> Task description
Look for "white building in the photo above." in the records below, then copy that line and every line after it, exactly and with nothing added.

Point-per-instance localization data
□ □ □

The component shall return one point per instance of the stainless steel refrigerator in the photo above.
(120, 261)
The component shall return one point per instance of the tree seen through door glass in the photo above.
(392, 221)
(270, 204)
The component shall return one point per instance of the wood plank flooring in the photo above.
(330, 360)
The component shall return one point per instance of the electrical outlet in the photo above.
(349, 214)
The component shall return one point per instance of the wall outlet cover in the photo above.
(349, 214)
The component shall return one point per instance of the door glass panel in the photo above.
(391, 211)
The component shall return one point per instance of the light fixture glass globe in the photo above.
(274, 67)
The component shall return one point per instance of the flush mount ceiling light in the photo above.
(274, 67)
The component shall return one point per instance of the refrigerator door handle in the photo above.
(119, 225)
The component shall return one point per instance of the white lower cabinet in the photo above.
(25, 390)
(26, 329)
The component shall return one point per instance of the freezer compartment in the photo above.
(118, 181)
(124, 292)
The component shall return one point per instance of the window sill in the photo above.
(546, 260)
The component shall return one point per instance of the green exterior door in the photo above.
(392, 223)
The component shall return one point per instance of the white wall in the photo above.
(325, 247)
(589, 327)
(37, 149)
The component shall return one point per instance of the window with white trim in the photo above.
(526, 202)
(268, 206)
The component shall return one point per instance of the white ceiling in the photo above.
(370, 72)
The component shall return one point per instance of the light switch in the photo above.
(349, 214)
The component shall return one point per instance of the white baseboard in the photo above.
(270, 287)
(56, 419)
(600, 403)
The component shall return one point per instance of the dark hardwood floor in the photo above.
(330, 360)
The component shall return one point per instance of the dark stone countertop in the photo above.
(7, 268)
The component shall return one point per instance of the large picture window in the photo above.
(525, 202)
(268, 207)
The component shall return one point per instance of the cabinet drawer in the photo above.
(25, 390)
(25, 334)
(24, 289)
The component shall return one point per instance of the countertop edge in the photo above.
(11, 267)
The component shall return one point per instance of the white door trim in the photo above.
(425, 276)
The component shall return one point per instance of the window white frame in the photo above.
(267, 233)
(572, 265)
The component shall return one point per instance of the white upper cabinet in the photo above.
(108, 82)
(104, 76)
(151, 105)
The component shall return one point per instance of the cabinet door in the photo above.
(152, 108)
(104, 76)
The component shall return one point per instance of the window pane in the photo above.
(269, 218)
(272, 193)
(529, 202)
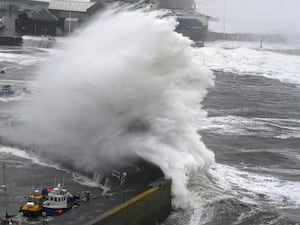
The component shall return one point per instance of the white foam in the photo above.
(24, 155)
(126, 66)
(243, 126)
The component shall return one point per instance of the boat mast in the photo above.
(3, 186)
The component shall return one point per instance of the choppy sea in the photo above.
(252, 126)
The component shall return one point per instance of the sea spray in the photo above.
(126, 86)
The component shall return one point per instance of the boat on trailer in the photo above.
(59, 201)
(34, 205)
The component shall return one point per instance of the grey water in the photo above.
(255, 125)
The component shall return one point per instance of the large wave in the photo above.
(127, 86)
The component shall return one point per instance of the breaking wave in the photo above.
(128, 86)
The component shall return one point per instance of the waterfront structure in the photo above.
(73, 13)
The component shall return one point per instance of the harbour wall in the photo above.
(151, 207)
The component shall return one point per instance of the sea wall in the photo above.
(148, 208)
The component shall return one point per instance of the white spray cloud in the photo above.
(127, 86)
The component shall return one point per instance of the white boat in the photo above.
(59, 201)
(2, 23)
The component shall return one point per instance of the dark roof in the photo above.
(44, 15)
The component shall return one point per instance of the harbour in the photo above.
(153, 130)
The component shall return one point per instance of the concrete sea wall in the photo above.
(148, 208)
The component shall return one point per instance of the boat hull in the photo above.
(55, 212)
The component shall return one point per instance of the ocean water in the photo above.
(222, 121)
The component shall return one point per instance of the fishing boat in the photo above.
(2, 25)
(59, 201)
(34, 205)
(6, 90)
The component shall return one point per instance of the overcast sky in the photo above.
(259, 16)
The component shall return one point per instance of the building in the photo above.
(43, 23)
(72, 14)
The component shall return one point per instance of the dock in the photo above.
(134, 205)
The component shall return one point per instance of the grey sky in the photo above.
(259, 16)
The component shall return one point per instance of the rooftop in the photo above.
(74, 6)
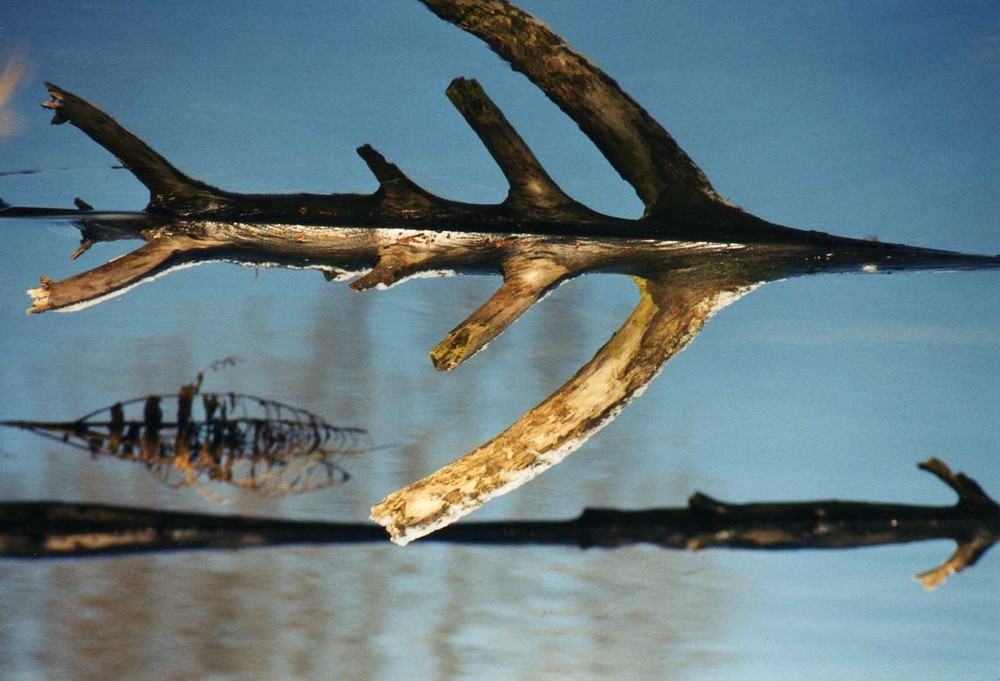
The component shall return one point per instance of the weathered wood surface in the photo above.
(689, 253)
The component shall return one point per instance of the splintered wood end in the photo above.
(41, 300)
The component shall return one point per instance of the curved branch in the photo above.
(672, 309)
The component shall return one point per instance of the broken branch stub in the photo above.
(671, 311)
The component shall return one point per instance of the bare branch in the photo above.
(525, 281)
(397, 190)
(638, 147)
(967, 489)
(671, 311)
(530, 185)
(116, 276)
(965, 556)
(169, 188)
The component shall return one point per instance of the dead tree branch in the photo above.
(54, 530)
(690, 253)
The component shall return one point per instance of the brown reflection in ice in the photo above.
(196, 439)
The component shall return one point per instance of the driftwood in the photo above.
(214, 439)
(60, 530)
(691, 252)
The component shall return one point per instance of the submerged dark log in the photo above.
(61, 530)
(691, 253)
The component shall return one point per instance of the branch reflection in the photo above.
(57, 530)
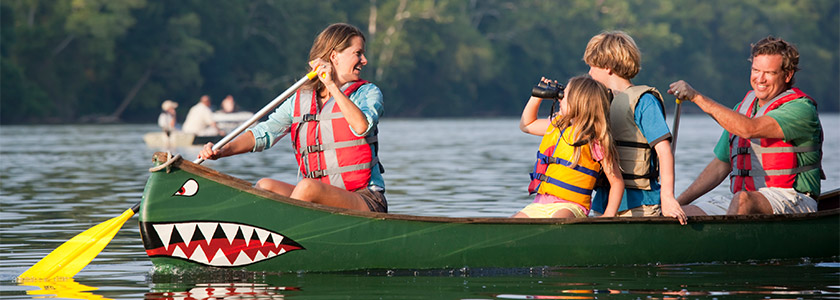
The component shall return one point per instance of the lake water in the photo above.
(58, 181)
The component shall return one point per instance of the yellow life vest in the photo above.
(553, 173)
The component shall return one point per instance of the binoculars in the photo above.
(548, 90)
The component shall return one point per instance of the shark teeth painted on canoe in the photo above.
(216, 244)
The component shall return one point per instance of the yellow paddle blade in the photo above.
(72, 256)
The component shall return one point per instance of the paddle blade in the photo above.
(72, 256)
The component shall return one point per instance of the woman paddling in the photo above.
(333, 124)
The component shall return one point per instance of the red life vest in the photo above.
(325, 147)
(758, 163)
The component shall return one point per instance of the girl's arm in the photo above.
(616, 189)
(529, 123)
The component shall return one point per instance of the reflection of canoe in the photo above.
(194, 217)
(177, 139)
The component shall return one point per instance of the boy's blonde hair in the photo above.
(588, 110)
(614, 50)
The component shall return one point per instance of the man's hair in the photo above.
(614, 50)
(772, 45)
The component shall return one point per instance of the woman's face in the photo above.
(348, 63)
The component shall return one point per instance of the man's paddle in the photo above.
(72, 256)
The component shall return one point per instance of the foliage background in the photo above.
(66, 61)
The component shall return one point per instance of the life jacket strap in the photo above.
(339, 170)
(332, 146)
(545, 178)
(755, 173)
(556, 160)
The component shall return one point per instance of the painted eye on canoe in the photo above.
(188, 189)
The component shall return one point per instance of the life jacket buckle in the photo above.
(310, 117)
(315, 174)
(314, 148)
(742, 150)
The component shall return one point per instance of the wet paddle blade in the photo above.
(72, 256)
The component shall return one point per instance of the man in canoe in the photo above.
(771, 146)
(199, 119)
(333, 124)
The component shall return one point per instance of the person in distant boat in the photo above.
(199, 120)
(771, 146)
(637, 121)
(575, 147)
(228, 105)
(230, 116)
(166, 119)
(333, 124)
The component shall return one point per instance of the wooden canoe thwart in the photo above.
(193, 217)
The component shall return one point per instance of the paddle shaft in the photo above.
(677, 112)
(262, 113)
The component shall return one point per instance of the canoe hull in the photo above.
(194, 217)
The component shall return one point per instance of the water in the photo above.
(58, 181)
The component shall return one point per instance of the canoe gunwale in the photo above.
(245, 186)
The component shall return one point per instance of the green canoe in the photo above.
(195, 218)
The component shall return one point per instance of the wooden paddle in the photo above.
(72, 256)
(676, 127)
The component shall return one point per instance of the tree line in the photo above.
(66, 61)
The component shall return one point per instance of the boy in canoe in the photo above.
(771, 146)
(637, 123)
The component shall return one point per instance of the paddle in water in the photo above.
(72, 256)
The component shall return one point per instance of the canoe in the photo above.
(195, 218)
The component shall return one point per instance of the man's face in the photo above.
(767, 78)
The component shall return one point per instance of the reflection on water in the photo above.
(58, 181)
(67, 289)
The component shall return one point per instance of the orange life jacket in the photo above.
(758, 163)
(553, 172)
(325, 147)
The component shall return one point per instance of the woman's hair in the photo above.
(588, 105)
(614, 50)
(335, 37)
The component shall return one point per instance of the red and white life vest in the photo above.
(325, 148)
(758, 163)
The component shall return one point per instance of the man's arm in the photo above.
(732, 121)
(711, 177)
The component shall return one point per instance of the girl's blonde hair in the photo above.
(588, 105)
(335, 37)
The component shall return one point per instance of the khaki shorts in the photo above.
(641, 211)
(783, 201)
(547, 210)
(374, 197)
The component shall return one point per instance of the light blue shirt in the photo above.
(650, 118)
(369, 100)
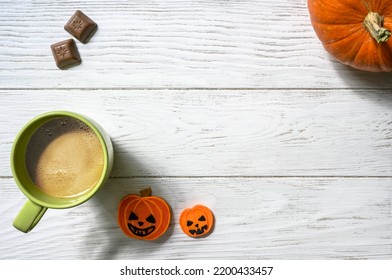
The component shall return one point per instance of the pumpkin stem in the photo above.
(373, 22)
(145, 192)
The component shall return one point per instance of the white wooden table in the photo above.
(231, 104)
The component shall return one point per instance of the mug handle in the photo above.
(29, 216)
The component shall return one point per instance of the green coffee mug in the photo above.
(38, 200)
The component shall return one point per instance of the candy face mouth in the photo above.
(199, 230)
(141, 231)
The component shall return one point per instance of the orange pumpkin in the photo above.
(144, 217)
(197, 221)
(355, 32)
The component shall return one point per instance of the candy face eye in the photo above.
(133, 217)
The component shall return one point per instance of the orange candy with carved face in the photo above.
(197, 221)
(143, 217)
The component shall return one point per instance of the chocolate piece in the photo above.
(81, 27)
(65, 53)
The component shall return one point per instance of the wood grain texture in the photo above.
(177, 43)
(222, 132)
(283, 218)
(231, 104)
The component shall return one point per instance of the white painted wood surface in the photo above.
(214, 102)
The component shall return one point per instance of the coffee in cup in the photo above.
(64, 157)
(59, 160)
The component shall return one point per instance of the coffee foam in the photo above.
(64, 158)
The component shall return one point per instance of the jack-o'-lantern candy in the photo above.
(197, 221)
(143, 217)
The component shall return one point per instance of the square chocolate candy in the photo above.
(65, 53)
(81, 27)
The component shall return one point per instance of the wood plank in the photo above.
(173, 44)
(224, 132)
(283, 218)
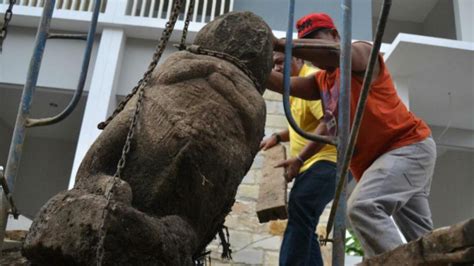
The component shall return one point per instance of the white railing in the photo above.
(75, 5)
(204, 10)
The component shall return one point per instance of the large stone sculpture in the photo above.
(199, 128)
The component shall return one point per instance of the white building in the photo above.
(429, 48)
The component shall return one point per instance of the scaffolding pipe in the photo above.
(30, 122)
(344, 110)
(287, 83)
(16, 146)
(22, 120)
(359, 111)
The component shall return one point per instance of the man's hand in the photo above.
(268, 142)
(292, 166)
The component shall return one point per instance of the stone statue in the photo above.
(199, 128)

□ □ □

> Exercise result
The component shall return one point per instance of the white building in the photo above.
(429, 48)
The component shall return one point per instance of the scaffolding pipe in the photo above.
(30, 122)
(344, 110)
(287, 83)
(16, 146)
(22, 120)
(359, 111)
The component shall return one point per instance of the man's hand in the photo above.
(268, 142)
(292, 166)
The component shall return one point per instance of the stone statue in the photo above.
(199, 128)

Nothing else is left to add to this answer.